Reproduce every one of the following records verbatim, line for line.

- [Exercise data]:

>> begin

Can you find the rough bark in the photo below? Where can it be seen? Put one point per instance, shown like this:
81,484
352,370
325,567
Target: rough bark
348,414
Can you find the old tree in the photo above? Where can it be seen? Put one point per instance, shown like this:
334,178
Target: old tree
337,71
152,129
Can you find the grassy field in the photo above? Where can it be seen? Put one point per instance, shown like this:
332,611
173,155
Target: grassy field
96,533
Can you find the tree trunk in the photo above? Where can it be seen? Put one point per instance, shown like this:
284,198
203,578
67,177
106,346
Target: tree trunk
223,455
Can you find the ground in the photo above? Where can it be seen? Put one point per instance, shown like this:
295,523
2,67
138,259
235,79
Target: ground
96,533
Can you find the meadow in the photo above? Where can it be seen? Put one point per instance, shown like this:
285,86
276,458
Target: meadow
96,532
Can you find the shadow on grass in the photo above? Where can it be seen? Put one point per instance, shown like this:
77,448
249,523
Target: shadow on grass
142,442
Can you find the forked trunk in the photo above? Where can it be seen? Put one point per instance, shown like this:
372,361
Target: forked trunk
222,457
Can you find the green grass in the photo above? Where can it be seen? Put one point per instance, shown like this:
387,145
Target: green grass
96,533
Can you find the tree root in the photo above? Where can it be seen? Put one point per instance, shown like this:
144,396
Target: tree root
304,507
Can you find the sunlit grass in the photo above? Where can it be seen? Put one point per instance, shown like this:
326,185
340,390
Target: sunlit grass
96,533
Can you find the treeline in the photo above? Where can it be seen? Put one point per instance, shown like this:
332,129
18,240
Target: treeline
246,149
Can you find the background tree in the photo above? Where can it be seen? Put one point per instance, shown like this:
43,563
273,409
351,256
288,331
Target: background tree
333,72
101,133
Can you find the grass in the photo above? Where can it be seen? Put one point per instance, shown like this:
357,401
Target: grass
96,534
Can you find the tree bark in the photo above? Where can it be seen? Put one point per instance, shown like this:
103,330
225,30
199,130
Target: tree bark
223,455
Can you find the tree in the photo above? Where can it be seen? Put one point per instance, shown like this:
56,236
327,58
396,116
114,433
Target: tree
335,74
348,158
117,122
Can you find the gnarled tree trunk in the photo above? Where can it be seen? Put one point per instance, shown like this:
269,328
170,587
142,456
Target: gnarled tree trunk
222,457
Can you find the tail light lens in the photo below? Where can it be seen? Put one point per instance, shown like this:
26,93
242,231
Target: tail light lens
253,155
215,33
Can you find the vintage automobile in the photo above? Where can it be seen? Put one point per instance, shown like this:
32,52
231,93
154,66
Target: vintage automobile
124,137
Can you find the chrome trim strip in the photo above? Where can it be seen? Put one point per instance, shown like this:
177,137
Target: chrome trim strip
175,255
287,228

>> end

- [Result of this exercise]:
Can you find the rough bark in the photo below? Where can it be seen? Put one point per instance, shown like this:
81,484
352,370
325,567
Target: rough bark
348,414
Can you find the old tree in the photo above? Where can it be seen? Put one point per instance, shown like this:
334,178
Target: old tree
337,71
152,129
Can you find the grassy field in the photo above? Where can it be seen? Put one point per instance, shown like this:
332,611
173,155
Target: grassy field
96,533
Can you find the tree trunk in the photo above? Where can it be seen? Put one point per instance, shown like this:
284,198
203,578
67,177
106,346
Target: tree trunk
223,455
Can you find the ground in the photo above? Where can it be seen? Put one point per instance, shown like this:
295,523
2,67
138,259
235,79
Target: ground
96,533
Can you find the meadow in the photo above? Where can it be seen? Put one point per instance, shown like this:
285,86
276,458
Target: meadow
96,532
Can you find the shadow on grass in the photo above? Where can it be seen? Put one point per instance, shown like this:
77,448
249,523
Target: shadow on grass
142,442
Can you find the forked trunk in the photo above? Where can it be seen? Put one point per instance, shown like this:
372,361
Target: forked trunk
222,457
Can you find the green grass in the photo above? Where can it be seen? Put one point per instance, shown like this:
387,145
Target: green grass
96,533
Can you find the tree root in the photo above? Where can it be seen? Put one point per instance, shown like this:
144,396
Target: tree root
304,507
Can you find the sunlit grass in the photo above? Where can it be seen? Put one point per instance, shown like this:
326,185
340,390
Target: sunlit grass
96,533
Can you find the treeline in the photo above? Where can it be seen? Put one point per instance, shown like this:
332,129
18,240
Target: treeline
246,149
Can you find the background tree in the photo above? Where can it be seen? Put one point per instance, shown like this:
43,563
273,409
351,256
288,331
Target: background tree
333,72
101,133
Can you find the grass in the photo above? Where can it be seen? Put one point per instance, shown like this:
357,401
Target: grass
96,534
Can you find the tree bark in the photo above? Where can it be seen? Put one point per instance, shown like this:
103,330
225,30
199,130
Target: tree bark
223,455
Can you find the tree in the photo above? Where can it be seen? Put one point per instance, shown like this:
56,236
327,58
396,116
114,433
Target: tree
335,74
348,158
117,122
Can you find the gnarled tree trunk in the photo above? Where can it be seen? Put one point per instance, shown like this:
269,328
170,587
142,456
Target: gnarled tree trunk
222,457
Can you find the tail light lens in the photo below? Where can it be seen? Put one point per instance, shown like this:
26,93
242,231
Target: tail light lens
253,155
215,33
Can you find the vintage automobile in the photo above? Where can it be seen? Put one point per instance, shown like this:
32,52
231,93
154,66
Target: vintage automobile
124,137
Can you find the chrome trim strip in the photo above? Where can it be seen? Put one point per instance, shown like this:
177,137
Target: chrome trim strip
175,255
287,228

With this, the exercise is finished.